According to the HIV cohort study summary, what was the incidence of diarrhea?

▶ _GIVEN PASSAGE_:

-- -- --

A total of 1933 participants in the Swiss HIV Cohort Study were prospectively followed up for a median of 25.5 months. A total of 560 diarrheal episodes were evaluated by standardized stool examination. Endoscopic evaluation was performed in 25% of patients with chronic diarrhea.
The incidence of diarrhea was 14.2 per 100 person-years (95% confidence interval, 13.0-15.4). Among patients with CD4 cell counts below 0.05×109/L, the probability to develop diarrhea within 1, 2, and 3 years was 48.5%, 74.3%, and 95.6%, respectively. The risk to develop diarrhea was increased among patients with severe immunodeficiency, homosexual men, and patients taking antiretroviral therapy. Pneumocystis carinii chemoprophylaxis did not reduce the risk of diarrhea. Diarrhea was an independent negative predictor of survival. Enteric pathogens were detected in 16.5% of 212 acute diarrheal episodes and in 46% of 348 chronic diarrheal episodes. The sensitivity of histological and stool examination was similar except for the diagnosis of intestinal cytomegalovirus infection and leishmaniasis, which required invasive evaluation.
Intestinal infections were diagnosed in less than 50% of chronic diarrheal episodes. The prevalence of enteric pathogens tended to decrease during the observation period, possibly because of improved antiretroviral therapy. Endoscopic evaluation did not improve the diagnostic yield compared with stool examination except for the diagnosis of cytomegalovirus enteritis and leishmaniasis.

-- -- --

▶ _ENTRIES PROVIDED_:

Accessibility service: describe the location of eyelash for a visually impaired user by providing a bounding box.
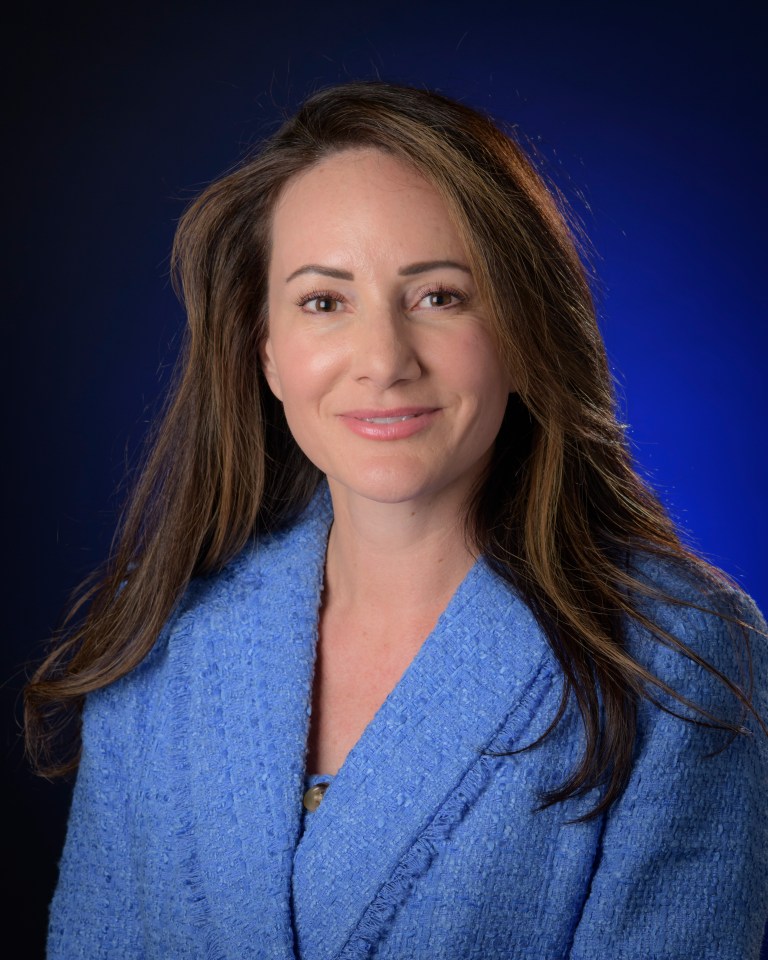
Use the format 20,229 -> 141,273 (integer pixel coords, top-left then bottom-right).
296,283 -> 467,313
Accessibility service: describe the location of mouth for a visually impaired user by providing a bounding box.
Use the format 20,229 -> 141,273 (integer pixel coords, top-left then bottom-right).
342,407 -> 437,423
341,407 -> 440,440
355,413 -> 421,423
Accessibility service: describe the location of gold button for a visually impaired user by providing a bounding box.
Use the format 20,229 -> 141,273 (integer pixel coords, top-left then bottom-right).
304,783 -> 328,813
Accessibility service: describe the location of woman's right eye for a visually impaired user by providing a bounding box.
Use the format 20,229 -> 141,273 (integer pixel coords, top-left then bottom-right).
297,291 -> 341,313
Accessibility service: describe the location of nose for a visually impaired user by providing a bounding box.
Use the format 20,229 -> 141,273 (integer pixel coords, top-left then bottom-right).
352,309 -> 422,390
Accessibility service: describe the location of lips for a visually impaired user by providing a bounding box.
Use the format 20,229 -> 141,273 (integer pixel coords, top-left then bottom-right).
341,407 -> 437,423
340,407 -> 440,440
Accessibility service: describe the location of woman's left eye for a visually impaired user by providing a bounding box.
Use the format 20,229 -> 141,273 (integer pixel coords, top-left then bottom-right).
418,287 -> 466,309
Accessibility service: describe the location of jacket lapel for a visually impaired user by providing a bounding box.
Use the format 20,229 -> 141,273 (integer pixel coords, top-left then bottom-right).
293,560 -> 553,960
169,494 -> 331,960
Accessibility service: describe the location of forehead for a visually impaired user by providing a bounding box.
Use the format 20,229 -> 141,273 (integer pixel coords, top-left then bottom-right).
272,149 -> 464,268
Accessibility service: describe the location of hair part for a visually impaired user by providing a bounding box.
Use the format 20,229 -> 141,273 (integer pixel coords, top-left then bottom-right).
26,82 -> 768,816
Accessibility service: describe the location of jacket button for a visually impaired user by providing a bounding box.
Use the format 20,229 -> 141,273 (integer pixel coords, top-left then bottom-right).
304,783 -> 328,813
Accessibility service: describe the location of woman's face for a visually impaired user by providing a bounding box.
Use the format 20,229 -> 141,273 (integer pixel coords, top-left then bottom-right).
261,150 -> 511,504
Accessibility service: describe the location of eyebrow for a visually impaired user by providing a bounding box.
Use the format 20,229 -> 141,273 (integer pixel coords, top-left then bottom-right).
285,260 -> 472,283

-- -- --

▶ _YOUR RESPONSE_: 14.2 per 100 person-years (95% confidence interval, 13.0-15.4).